Prompt:
All lines ahead of the one containing "In the picture above, where can the teeth" are to be left out; that line and each one after it, through the end of the records below, are to be duplicated exactly.

________________

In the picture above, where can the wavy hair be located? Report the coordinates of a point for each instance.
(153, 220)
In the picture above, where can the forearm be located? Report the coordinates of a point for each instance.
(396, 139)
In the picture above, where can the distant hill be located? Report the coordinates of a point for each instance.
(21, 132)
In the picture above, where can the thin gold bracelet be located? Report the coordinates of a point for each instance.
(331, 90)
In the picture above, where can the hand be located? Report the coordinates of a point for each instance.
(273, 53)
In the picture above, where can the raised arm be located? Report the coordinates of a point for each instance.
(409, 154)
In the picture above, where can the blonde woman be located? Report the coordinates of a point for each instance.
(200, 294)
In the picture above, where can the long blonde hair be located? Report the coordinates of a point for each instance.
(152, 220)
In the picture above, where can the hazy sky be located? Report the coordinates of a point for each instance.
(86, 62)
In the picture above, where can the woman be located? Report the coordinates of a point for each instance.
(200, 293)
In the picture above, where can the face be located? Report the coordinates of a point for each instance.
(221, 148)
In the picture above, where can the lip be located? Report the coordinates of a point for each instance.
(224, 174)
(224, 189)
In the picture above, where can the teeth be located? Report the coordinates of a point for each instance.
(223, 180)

________________

Output of the exercise:
In the picture above, where can the teeth be located? Report the coordinates of a point for each instance.
(223, 180)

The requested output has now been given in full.